## PROBLEM STATEMENT
Keep only the lines of the material below that contain the string "beret", copying each one in full. Treat matching as case-sensitive.

** START INFORMATION GIVEN **

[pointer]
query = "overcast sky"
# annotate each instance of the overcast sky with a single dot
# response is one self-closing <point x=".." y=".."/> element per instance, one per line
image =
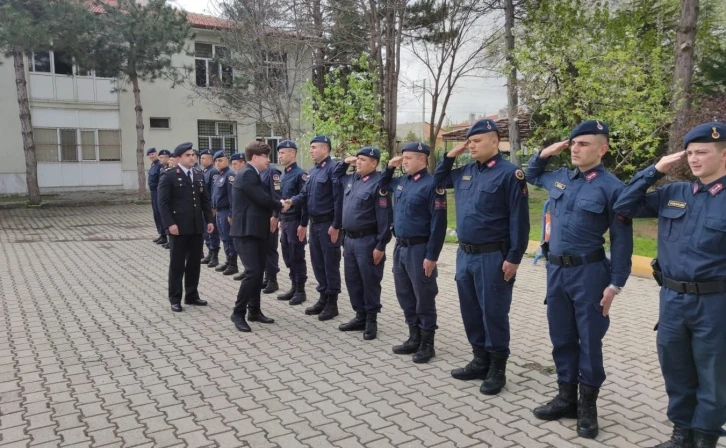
<point x="473" y="95"/>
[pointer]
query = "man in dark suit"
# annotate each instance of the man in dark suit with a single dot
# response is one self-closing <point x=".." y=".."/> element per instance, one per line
<point x="252" y="209"/>
<point x="184" y="207"/>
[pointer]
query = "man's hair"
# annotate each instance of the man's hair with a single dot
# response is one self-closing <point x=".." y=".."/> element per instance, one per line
<point x="257" y="148"/>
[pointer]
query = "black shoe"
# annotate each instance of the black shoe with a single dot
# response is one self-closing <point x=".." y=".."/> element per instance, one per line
<point x="331" y="308"/>
<point x="587" y="412"/>
<point x="426" y="350"/>
<point x="241" y="323"/>
<point x="564" y="405"/>
<point x="496" y="377"/>
<point x="681" y="438"/>
<point x="358" y="323"/>
<point x="477" y="369"/>
<point x="257" y="316"/>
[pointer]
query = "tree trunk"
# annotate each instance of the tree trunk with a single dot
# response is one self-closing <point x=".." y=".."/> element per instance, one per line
<point x="26" y="129"/>
<point x="683" y="75"/>
<point x="512" y="101"/>
<point x="140" y="143"/>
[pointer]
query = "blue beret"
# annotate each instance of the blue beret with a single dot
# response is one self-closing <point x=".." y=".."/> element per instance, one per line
<point x="320" y="139"/>
<point x="286" y="144"/>
<point x="419" y="147"/>
<point x="706" y="133"/>
<point x="482" y="127"/>
<point x="590" y="127"/>
<point x="370" y="151"/>
<point x="181" y="149"/>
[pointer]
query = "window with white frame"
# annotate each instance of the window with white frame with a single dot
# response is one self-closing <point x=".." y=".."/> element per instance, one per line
<point x="77" y="145"/>
<point x="209" y="71"/>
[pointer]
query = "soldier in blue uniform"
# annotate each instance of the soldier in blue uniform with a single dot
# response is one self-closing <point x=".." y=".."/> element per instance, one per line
<point x="691" y="336"/>
<point x="367" y="218"/>
<point x="581" y="281"/>
<point x="492" y="223"/>
<point x="324" y="202"/>
<point x="222" y="208"/>
<point x="419" y="223"/>
<point x="271" y="183"/>
<point x="154" y="174"/>
<point x="293" y="224"/>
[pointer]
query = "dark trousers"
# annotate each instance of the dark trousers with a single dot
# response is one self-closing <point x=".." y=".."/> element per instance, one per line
<point x="253" y="253"/>
<point x="184" y="263"/>
<point x="416" y="293"/>
<point x="362" y="277"/>
<point x="575" y="320"/>
<point x="293" y="252"/>
<point x="157" y="215"/>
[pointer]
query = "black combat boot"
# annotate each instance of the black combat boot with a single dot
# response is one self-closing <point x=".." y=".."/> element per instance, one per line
<point x="319" y="305"/>
<point x="300" y="295"/>
<point x="587" y="412"/>
<point x="426" y="350"/>
<point x="272" y="285"/>
<point x="496" y="377"/>
<point x="331" y="308"/>
<point x="412" y="343"/>
<point x="358" y="323"/>
<point x="371" y="328"/>
<point x="681" y="438"/>
<point x="564" y="405"/>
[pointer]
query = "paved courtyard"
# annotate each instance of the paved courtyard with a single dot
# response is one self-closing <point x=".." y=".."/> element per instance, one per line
<point x="91" y="355"/>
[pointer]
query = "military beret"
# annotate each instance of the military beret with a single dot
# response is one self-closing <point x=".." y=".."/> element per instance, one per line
<point x="706" y="133"/>
<point x="419" y="147"/>
<point x="590" y="127"/>
<point x="181" y="149"/>
<point x="286" y="144"/>
<point x="320" y="139"/>
<point x="482" y="127"/>
<point x="370" y="151"/>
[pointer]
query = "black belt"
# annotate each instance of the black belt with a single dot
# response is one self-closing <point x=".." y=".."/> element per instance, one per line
<point x="481" y="248"/>
<point x="577" y="260"/>
<point x="695" y="287"/>
<point x="349" y="234"/>
<point x="407" y="242"/>
<point x="321" y="218"/>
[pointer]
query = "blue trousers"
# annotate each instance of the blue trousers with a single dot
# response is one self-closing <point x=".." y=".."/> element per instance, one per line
<point x="293" y="251"/>
<point x="575" y="320"/>
<point x="223" y="227"/>
<point x="416" y="293"/>
<point x="485" y="299"/>
<point x="325" y="257"/>
<point x="362" y="277"/>
<point x="692" y="353"/>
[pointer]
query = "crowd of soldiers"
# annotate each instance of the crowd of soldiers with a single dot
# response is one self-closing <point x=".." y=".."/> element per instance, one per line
<point x="250" y="207"/>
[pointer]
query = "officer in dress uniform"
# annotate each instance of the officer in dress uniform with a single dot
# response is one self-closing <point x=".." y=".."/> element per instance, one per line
<point x="271" y="182"/>
<point x="691" y="336"/>
<point x="581" y="281"/>
<point x="211" y="240"/>
<point x="492" y="223"/>
<point x="419" y="223"/>
<point x="293" y="224"/>
<point x="222" y="209"/>
<point x="154" y="174"/>
<point x="367" y="219"/>
<point x="324" y="202"/>
<point x="184" y="206"/>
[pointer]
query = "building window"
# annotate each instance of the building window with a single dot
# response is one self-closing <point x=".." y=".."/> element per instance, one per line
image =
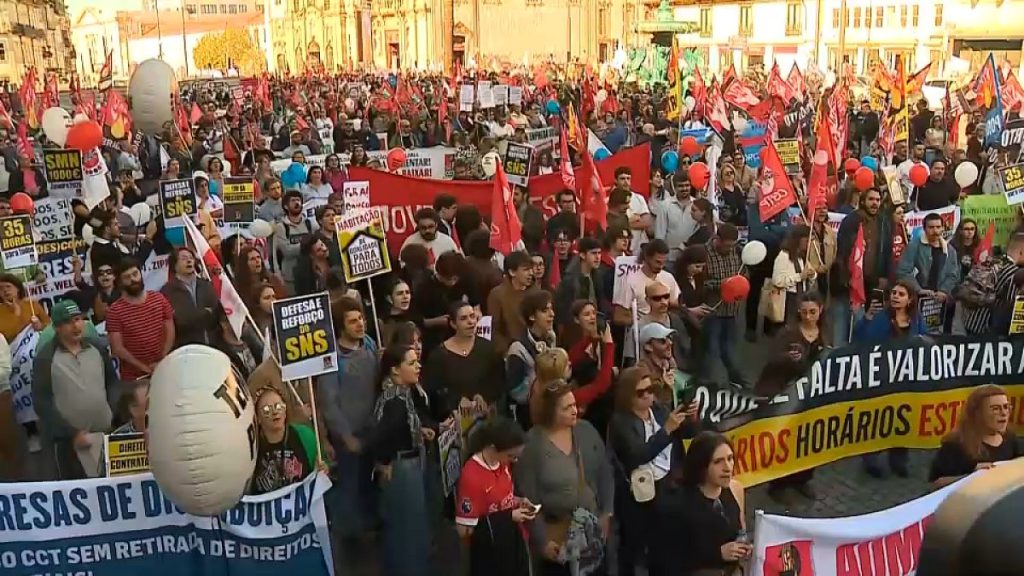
<point x="745" y="21"/>
<point x="794" y="18"/>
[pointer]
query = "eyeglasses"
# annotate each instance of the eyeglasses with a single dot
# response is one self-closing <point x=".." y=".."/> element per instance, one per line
<point x="269" y="409"/>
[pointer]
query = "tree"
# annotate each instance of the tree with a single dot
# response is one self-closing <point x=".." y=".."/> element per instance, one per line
<point x="216" y="49"/>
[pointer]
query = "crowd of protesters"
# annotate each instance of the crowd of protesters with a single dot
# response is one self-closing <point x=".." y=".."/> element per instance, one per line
<point x="582" y="425"/>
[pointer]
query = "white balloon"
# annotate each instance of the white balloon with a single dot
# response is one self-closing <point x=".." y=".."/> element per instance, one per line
<point x="140" y="213"/>
<point x="56" y="122"/>
<point x="202" y="432"/>
<point x="754" y="253"/>
<point x="152" y="88"/>
<point x="966" y="173"/>
<point x="261" y="229"/>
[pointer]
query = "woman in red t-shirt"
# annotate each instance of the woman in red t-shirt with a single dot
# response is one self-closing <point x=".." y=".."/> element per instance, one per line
<point x="487" y="512"/>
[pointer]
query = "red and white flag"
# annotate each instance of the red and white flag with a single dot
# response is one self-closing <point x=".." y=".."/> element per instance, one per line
<point x="235" y="309"/>
<point x="506" y="232"/>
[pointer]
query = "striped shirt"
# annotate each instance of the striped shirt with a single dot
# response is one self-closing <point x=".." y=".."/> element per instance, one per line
<point x="141" y="329"/>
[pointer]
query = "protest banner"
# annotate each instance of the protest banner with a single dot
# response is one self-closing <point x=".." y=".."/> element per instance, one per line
<point x="1012" y="178"/>
<point x="65" y="173"/>
<point x="52" y="219"/>
<point x="17" y="247"/>
<point x="126" y="454"/>
<point x="788" y="153"/>
<point x="304" y="333"/>
<point x="883" y="542"/>
<point x="364" y="244"/>
<point x="127" y="527"/>
<point x="355" y="195"/>
<point x="177" y="200"/>
<point x="518" y="163"/>
<point x="862" y="399"/>
<point x="240" y="201"/>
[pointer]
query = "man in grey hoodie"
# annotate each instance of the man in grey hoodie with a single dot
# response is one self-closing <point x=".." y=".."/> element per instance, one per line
<point x="346" y="400"/>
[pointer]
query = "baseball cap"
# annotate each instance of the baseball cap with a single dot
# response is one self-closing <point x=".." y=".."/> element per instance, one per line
<point x="654" y="331"/>
<point x="65" y="311"/>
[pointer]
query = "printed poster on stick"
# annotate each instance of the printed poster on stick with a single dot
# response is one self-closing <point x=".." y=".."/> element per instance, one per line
<point x="305" y="336"/>
<point x="64" y="172"/>
<point x="240" y="201"/>
<point x="364" y="244"/>
<point x="518" y="160"/>
<point x="177" y="200"/>
<point x="1013" y="182"/>
<point x="17" y="249"/>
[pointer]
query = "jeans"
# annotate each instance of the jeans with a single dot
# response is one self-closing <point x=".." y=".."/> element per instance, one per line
<point x="721" y="335"/>
<point x="403" y="510"/>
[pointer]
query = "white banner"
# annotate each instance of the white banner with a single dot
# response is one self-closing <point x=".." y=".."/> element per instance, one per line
<point x="888" y="540"/>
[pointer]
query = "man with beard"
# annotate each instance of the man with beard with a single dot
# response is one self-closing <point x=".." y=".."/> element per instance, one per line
<point x="139" y="324"/>
<point x="288" y="237"/>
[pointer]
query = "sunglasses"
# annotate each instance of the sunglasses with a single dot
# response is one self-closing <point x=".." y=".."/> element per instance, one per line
<point x="272" y="408"/>
<point x="643" y="392"/>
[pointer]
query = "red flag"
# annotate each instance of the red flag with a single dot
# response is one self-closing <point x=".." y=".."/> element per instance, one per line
<point x="776" y="192"/>
<point x="506" y="232"/>
<point x="565" y="165"/>
<point x="856" y="263"/>
<point x="984" y="249"/>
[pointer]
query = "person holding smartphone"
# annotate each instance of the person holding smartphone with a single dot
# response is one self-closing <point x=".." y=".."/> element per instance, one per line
<point x="645" y="438"/>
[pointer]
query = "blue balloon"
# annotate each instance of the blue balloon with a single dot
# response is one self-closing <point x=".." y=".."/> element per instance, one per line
<point x="670" y="161"/>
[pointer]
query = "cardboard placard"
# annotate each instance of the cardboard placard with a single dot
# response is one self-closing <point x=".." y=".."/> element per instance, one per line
<point x="17" y="247"/>
<point x="364" y="244"/>
<point x="240" y="201"/>
<point x="177" y="200"/>
<point x="304" y="331"/>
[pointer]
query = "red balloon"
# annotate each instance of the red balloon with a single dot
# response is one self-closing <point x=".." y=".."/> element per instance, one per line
<point x="395" y="159"/>
<point x="84" y="136"/>
<point x="863" y="178"/>
<point x="735" y="288"/>
<point x="22" y="203"/>
<point x="919" y="174"/>
<point x="689" y="146"/>
<point x="698" y="174"/>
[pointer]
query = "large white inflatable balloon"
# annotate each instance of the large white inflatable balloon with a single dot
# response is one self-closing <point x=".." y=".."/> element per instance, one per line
<point x="152" y="87"/>
<point x="56" y="122"/>
<point x="754" y="253"/>
<point x="202" y="433"/>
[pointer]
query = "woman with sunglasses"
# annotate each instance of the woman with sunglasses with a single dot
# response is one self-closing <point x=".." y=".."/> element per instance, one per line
<point x="285" y="453"/>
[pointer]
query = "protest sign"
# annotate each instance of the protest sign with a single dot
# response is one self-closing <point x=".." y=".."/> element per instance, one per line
<point x="177" y="200"/>
<point x="788" y="153"/>
<point x="355" y="195"/>
<point x="64" y="172"/>
<point x="52" y="219"/>
<point x="305" y="336"/>
<point x="518" y="163"/>
<point x="240" y="201"/>
<point x="862" y="399"/>
<point x="1012" y="178"/>
<point x="127" y="527"/>
<point x="364" y="244"/>
<point x="126" y="454"/>
<point x="889" y="540"/>
<point x="17" y="247"/>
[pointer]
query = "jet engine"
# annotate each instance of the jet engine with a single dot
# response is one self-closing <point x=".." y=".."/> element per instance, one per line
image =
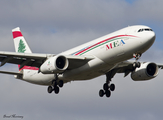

** END INFORMATION GIVEN **

## TASK OUTPUT
query = "blue beret"
# annotate each instance of the blue beret with a single dot
query = "military beret"
# annotate each instance of the military beret with a single dot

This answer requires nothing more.